**** Provided passage ****

Applying artificial intelligence (AI) to personal and business decision-making problems depends on how AI can perceive and handle uncertainty and risk. There are 4 major types of uncertainties in decision-making problems.
- Data Uncertainty: We always had and will have uncertainty in our data. Noise in data is the most well-known type of data uncertainty. For example, sensors are not perfect, and they always record some degree of noise. It is important to know that uncertainty in data is not limited to noise. Uncertainty about the data source and what data is representing are also two other examples of data uncertainty. Imagine you have a perfect sensor, but you are unsure about your sensor's location (for example, in a gas pipeline or underground). In this case, you are facing data source uncertainty. In another case, suppose you are collecting data for a political campaign. You gather information from thousands of individuals but you are not sure how much your collected data represents the target community. In this case, you are dealing with uncertainty in data representation. Data uncertainty is crucial in decision-making applications that work with different sources of data, especially sensors. The field of autonomous cars is full of examples regarding the effects of data uncertainty on decision-making.

****

**Required tasks:**
A – From the passage on AI and uncertainty, write out the stretch from "Applying artificial intelligence" through "in decision-making problems." word for word.
B – In the passage on AI and uncertainty, what is named as the best-known type of data uncertainty?

**** Information provided ****

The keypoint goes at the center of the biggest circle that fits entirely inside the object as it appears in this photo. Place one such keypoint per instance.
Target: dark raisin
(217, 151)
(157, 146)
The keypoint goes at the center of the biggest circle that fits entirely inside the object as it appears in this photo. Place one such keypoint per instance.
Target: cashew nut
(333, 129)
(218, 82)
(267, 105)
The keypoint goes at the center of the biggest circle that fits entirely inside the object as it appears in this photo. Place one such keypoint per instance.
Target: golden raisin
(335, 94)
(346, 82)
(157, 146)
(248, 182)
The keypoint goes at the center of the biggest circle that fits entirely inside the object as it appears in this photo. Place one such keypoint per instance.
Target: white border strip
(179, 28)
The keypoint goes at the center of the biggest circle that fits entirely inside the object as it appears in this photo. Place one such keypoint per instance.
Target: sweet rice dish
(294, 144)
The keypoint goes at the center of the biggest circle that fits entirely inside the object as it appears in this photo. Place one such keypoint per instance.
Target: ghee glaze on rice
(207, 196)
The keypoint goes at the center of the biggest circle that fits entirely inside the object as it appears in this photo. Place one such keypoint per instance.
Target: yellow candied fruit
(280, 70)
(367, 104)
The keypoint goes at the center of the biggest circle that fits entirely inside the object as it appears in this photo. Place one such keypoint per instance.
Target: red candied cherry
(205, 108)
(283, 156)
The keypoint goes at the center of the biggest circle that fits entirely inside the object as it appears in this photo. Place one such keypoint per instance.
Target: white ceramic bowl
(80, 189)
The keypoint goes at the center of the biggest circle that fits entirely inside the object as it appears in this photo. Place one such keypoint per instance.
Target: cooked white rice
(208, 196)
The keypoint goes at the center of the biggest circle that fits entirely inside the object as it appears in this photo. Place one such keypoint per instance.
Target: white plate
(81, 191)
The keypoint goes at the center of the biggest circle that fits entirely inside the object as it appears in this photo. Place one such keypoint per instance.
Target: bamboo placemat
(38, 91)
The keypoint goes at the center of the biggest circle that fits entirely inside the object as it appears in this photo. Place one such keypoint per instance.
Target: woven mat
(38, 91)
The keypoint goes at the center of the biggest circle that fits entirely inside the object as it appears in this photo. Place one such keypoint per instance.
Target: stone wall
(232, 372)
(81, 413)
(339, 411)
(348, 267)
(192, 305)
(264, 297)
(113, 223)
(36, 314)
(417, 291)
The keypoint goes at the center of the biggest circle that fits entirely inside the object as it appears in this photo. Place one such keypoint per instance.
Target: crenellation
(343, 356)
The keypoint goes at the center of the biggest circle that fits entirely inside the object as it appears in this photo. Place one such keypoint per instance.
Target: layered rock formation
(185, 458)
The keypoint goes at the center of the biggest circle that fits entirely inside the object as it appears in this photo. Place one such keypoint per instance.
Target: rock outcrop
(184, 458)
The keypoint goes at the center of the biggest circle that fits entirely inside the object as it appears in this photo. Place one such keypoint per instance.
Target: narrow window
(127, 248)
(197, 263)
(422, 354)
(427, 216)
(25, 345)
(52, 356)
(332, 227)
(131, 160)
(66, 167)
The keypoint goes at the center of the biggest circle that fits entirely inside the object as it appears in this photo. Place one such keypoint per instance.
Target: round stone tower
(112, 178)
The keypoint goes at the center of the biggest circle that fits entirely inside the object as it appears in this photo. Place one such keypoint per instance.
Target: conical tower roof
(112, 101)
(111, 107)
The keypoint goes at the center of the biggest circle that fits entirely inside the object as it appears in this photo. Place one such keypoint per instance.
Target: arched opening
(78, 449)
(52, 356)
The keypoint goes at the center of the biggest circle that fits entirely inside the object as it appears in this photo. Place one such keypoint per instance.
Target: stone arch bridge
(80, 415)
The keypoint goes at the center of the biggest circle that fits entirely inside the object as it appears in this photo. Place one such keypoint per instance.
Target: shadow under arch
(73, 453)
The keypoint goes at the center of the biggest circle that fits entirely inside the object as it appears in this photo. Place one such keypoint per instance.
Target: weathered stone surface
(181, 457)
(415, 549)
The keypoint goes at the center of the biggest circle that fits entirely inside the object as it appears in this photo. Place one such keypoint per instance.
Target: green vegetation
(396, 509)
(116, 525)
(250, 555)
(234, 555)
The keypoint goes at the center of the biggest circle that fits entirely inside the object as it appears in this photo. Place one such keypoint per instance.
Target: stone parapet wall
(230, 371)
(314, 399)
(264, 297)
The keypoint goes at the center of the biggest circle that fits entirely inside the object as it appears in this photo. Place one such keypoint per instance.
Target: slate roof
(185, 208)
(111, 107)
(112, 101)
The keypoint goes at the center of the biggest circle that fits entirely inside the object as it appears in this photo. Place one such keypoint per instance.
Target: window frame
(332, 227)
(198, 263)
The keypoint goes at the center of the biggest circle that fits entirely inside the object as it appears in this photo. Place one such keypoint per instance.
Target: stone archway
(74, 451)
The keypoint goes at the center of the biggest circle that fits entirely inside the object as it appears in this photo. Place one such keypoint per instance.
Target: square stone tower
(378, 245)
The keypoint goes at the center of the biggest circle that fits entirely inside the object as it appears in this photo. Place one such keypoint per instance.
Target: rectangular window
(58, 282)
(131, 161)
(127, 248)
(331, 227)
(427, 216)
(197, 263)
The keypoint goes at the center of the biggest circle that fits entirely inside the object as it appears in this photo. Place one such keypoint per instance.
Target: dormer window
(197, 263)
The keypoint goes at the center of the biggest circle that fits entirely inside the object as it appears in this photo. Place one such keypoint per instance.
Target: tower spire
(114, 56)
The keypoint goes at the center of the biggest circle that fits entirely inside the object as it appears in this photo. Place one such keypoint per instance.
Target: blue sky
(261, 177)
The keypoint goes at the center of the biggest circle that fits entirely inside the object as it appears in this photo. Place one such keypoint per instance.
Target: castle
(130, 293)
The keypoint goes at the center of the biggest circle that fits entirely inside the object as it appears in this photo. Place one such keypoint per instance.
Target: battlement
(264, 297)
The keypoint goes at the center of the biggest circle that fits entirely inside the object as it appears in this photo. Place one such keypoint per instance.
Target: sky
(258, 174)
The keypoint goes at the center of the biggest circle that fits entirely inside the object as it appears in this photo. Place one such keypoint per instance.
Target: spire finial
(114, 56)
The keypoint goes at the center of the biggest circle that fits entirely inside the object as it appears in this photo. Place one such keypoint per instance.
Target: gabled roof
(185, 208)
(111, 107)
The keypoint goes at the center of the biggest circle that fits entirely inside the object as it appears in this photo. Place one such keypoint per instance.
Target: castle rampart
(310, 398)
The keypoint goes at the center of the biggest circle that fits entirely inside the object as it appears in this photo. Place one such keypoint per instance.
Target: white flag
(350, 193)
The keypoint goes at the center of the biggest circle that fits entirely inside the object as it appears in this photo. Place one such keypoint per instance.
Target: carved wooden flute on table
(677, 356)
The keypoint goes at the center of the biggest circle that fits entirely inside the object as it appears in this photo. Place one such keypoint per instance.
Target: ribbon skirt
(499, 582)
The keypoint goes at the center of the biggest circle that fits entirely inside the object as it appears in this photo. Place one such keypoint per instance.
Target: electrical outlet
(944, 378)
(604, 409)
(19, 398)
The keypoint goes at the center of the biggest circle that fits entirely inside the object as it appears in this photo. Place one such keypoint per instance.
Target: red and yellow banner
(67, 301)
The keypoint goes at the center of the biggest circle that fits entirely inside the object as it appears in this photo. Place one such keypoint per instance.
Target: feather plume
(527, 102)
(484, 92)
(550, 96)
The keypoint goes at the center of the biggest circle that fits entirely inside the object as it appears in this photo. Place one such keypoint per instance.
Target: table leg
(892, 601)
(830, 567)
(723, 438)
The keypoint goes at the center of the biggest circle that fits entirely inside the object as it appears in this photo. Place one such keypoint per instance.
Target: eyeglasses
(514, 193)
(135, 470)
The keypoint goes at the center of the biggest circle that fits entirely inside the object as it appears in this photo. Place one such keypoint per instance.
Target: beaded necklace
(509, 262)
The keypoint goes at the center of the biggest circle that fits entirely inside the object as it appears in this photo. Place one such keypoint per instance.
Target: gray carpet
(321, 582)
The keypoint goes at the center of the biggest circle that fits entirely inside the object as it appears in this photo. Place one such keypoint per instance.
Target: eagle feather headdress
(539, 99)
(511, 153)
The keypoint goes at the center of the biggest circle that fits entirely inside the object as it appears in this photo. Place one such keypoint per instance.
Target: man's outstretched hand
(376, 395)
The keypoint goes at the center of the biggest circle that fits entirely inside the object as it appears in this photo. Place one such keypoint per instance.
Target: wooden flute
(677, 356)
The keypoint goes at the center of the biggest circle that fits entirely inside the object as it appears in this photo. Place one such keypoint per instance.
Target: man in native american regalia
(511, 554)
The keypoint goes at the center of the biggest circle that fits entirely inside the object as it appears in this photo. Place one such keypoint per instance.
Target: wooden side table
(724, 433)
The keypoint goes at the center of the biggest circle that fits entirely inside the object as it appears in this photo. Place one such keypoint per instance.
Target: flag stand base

****

**Solutions to the tasks:**
A –
Applying artificial intelligence (AI) to personal and business decision-making problems depends on how AI can perceive and handle uncertainty and risk. There are 4 major types of uncertainties in decision-making problems.

B – Noise in data.